• **WORK INSTRUCTIONS**: Without changing anything, transcribe all of the entries.
= = =
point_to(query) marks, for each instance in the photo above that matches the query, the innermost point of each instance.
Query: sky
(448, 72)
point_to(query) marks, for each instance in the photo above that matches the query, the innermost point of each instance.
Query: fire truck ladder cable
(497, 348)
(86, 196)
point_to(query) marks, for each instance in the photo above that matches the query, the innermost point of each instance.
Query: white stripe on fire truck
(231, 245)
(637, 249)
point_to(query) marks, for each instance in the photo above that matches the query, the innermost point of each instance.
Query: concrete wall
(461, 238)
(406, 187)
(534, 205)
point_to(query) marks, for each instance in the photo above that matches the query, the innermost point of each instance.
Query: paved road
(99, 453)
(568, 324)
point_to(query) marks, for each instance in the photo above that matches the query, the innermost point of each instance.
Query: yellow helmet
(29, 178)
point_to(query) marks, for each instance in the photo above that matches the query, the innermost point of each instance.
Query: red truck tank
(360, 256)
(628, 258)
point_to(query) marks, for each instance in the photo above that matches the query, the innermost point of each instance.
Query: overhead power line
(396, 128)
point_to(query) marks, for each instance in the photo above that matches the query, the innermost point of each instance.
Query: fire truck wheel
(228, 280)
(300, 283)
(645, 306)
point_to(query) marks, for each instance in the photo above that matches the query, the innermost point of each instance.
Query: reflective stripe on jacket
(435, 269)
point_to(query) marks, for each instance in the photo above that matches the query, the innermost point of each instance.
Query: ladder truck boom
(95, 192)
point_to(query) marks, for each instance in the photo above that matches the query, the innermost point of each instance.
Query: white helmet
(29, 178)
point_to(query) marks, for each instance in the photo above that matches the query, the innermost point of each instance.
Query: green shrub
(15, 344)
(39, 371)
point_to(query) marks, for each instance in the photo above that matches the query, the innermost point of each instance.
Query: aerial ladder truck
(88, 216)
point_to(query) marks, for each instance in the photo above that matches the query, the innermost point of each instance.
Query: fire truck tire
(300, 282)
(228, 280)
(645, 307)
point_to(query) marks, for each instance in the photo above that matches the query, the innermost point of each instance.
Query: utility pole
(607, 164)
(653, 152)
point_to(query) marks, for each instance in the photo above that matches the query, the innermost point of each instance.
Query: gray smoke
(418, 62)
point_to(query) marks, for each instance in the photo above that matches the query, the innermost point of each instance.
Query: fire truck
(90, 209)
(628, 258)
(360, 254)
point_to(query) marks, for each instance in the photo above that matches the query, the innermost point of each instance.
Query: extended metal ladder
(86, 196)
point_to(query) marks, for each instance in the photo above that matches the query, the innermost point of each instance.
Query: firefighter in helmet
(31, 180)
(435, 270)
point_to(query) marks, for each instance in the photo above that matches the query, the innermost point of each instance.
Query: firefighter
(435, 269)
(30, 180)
= = =
• **RESPONSE**:
point_to(query) marks, for each instance in the photo above that matches the query, the innermost point of each instance.
Query: sky
(448, 72)
point_to(query) marks, for each instance in the photo above that matches the query, the innermost point of each instance.
Query: fire truck ladder cable
(497, 348)
(86, 196)
point_to(query) marks, for each instance in the photo above that matches the query, the innermost point of each instance.
Query: white stripe on fire truck
(231, 245)
(637, 249)
point_to(query) marks, for each instance in the photo above that matches the query, the innermost point of each instance.
Query: concrete wall
(461, 238)
(406, 187)
(534, 205)
point_to(query) marks, for each instance in the photo above that matches the query, the innermost point of each instance.
Query: paved road
(99, 453)
(568, 324)
point_to(query) marks, for each instance in the photo above that matches the query, the innermost point of each instance.
Query: yellow helmet
(29, 178)
point_to(query) marks, for each instance in the photo above that matches the query, the innermost point of each instance.
Query: red truck tank
(360, 256)
(628, 258)
point_to(query) marks, for each instance in the photo above that matches the query, the innermost point of each instance.
Query: overhead power line
(396, 128)
point_to(query) marks, for each instance in the photo above that matches the query, the innermost point of each instance.
Query: fire truck wheel
(228, 280)
(300, 283)
(645, 306)
point_to(query) marks, for each instance in the photo above that matches the query, the innermost point of each instance.
Query: reflective stripe on jacket
(435, 269)
point_to(query) marks, for each instance in the photo above that matches the query, the innermost point of each instance.
Query: ladder truck boom
(95, 192)
point_to(query) marks, for each instance in the photo above that matches the query, the innermost point of each instance.
Query: white helmet
(29, 178)
point_to(query) marks, for each instance in the photo above that matches the query, the innermost point of each instance.
Query: green shrub
(15, 344)
(39, 371)
point_to(query) marks, for each instance in the photo above that matches the query, the innermost point of each instance.
Query: aerial ladder truck
(88, 216)
point_to(query) marks, for each instance in the photo above that matches the query, the innermost point of each instance.
Query: fire truck tire
(300, 282)
(228, 280)
(645, 307)
point_to(query) marks, for each instance in the photo above that matches the query, the innermost point of each instance.
Query: utility pole
(607, 164)
(653, 152)
point_to(query) marks, for each instance in the photo above that matches the query, the innermost point of each instance.
Query: gray smoke
(418, 62)
point_to(query) marks, for each instance in the photo above that matches the query, the innermost point of each instance.
Query: fire truck
(90, 209)
(628, 258)
(360, 254)
point_to(query) marks, for each instance in the photo above that matches the query, the innermost point of each instance.
Query: extended metal ladder
(86, 196)
point_to(query) marks, for each instance in the photo above that matches the query, the innermost point of each instance.
Query: firefighter in helmet
(31, 180)
(435, 270)
point_to(query) marks, for each instance in the photo above that matches the query, the innermost point of each instance.
Query: firefighter
(435, 269)
(30, 180)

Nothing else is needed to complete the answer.